| Selected passage |
■ ■ ■ ■ ■ ■ ■
The two data points together describe the same underlying reality from different angles. Nigeria is not merely a large crypto market by African standards. It is one of the largest and most active digital asset economies on earth, driven almost entirely by practical financial necessity rather than speculation.

  • 59 percent of Nigerian crypto users hold USDT and 48 percent hold USDC, the highest combined ownership level among all 15 countries surveyed. Australia ranked second at 34 percent and 29 percent respectively; India third at 30 percent and 27 percent.
  • 87 percent of Nigerian respondents reported having recently used stablecoins, the highest rate of any country in the survey.
  • 95 percent of Nigerian respondents said they would prefer to receive payments in stablecoins rather than in naira.
  • Nigeria’s stablecoin market reached $22 billion in transaction value over the past year, accounting for 43 percent of all crypto transactions in Sub-Saharan Africa, according to Yellow Card.
■ ■ ■ ■ ■ ■ ■
Saved entries:
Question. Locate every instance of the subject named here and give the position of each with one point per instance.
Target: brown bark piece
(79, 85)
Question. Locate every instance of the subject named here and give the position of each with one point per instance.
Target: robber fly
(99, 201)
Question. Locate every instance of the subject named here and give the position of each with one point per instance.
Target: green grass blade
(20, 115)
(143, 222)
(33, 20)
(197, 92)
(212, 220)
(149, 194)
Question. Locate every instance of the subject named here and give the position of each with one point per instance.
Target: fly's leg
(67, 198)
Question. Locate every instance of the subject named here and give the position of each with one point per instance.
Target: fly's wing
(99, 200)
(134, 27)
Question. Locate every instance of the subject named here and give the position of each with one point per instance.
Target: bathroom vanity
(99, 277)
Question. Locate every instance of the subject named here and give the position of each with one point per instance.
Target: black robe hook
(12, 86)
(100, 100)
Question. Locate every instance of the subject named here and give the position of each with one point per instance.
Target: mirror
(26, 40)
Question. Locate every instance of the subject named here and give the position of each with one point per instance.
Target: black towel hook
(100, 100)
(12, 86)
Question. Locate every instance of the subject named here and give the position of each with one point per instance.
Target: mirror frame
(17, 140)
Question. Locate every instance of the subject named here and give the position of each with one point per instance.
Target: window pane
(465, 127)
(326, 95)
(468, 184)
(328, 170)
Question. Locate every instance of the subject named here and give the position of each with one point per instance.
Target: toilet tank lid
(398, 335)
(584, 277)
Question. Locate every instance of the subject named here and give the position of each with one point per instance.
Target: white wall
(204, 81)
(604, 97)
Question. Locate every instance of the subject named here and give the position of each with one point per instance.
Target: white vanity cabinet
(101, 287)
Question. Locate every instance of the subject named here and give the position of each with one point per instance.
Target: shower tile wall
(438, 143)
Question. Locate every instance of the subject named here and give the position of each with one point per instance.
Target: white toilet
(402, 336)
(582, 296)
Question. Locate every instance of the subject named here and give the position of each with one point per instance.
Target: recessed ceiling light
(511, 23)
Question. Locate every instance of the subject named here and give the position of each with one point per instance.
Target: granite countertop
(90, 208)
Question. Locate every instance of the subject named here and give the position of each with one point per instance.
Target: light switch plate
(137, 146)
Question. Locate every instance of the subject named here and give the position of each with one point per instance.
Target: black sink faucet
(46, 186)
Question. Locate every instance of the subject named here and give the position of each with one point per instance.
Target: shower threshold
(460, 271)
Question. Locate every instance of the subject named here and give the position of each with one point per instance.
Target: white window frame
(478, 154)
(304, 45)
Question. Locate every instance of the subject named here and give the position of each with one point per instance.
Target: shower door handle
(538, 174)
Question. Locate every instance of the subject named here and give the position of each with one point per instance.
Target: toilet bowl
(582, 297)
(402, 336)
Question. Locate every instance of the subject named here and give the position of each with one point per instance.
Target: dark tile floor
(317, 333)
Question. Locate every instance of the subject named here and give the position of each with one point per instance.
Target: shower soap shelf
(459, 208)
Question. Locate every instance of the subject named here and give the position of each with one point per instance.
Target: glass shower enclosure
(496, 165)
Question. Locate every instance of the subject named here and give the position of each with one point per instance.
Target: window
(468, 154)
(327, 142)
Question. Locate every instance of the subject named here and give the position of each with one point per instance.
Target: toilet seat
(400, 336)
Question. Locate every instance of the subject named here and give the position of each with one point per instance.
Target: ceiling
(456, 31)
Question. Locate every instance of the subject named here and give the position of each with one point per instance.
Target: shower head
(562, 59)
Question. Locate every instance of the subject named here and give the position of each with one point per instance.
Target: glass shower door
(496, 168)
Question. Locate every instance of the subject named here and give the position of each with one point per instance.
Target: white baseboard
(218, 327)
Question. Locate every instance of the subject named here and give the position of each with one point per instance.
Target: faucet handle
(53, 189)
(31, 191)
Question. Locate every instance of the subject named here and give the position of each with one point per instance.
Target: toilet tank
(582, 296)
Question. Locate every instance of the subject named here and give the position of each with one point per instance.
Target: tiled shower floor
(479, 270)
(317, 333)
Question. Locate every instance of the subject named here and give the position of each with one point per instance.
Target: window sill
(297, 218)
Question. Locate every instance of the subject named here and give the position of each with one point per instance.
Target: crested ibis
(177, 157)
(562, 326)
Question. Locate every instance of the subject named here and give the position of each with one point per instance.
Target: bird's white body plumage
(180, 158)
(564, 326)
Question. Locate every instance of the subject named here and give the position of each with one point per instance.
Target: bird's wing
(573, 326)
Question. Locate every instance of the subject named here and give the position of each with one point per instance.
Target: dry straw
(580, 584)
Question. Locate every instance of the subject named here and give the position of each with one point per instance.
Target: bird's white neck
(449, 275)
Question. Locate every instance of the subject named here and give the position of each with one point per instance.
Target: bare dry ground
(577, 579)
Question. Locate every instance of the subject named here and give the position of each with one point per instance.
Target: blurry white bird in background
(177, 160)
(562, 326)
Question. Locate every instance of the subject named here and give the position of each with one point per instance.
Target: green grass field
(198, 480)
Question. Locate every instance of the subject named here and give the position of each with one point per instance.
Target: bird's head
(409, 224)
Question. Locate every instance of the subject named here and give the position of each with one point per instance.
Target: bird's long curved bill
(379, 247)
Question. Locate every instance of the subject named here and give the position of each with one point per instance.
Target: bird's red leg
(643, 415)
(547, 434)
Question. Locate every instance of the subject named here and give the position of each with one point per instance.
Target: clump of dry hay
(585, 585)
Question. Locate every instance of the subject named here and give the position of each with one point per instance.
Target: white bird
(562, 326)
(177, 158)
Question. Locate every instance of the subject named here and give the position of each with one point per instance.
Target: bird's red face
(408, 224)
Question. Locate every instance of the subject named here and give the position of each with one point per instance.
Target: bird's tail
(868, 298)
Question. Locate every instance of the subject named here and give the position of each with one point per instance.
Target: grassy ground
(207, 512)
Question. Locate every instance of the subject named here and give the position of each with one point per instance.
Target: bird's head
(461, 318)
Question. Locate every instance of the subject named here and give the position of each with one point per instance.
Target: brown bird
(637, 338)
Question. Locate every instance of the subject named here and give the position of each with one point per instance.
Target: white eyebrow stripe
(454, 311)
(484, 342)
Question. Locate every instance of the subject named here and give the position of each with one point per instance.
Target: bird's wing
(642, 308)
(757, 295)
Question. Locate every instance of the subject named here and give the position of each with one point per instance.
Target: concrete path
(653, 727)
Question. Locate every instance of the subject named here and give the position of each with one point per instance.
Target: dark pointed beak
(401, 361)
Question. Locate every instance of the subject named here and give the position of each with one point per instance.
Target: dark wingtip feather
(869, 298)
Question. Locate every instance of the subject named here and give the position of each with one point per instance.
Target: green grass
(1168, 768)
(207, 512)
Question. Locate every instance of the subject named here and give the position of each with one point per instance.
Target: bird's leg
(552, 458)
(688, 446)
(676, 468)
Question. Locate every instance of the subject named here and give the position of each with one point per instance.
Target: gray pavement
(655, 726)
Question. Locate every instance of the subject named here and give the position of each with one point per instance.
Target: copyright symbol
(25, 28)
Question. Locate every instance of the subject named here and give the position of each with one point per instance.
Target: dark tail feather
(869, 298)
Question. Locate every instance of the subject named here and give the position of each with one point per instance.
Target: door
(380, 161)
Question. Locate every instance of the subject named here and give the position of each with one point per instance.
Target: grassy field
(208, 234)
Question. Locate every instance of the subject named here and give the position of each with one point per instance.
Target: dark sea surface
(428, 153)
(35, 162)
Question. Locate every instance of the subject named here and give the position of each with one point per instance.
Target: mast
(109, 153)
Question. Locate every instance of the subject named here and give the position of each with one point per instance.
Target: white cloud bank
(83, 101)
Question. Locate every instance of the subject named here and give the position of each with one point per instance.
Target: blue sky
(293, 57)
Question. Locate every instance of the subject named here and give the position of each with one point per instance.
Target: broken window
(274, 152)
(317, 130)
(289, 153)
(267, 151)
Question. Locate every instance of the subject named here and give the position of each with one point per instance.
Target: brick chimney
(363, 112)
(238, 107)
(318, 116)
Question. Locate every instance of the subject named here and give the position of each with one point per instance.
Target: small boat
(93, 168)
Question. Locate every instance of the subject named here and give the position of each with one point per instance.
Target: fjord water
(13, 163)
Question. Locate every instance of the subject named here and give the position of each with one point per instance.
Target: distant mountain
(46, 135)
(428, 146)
■ ■ ■ ■ ■ ■ ■
Rewrite everything from "The two data" down to "and 27 percent." in the Nigeria crypto text, renaming "speculation" to "trading". Rely only on the Nigeria crypto text.

The two data points together describe the same underlying reality from different angles. Nigeria is not merely a large crypto market by African standards. It is one of the largest and most active digital asset economies on earth, driven almost entirely by practical financial necessity rather than trading.

  • 59 percent of Nigerian crypto users hold USDT and 48 percent hold USDC, the highest combined ownership level among all 15 countries surveyed. Australia ranked second at 34 percent and 29 percent respectively; India third at 30 percent and 27 percent.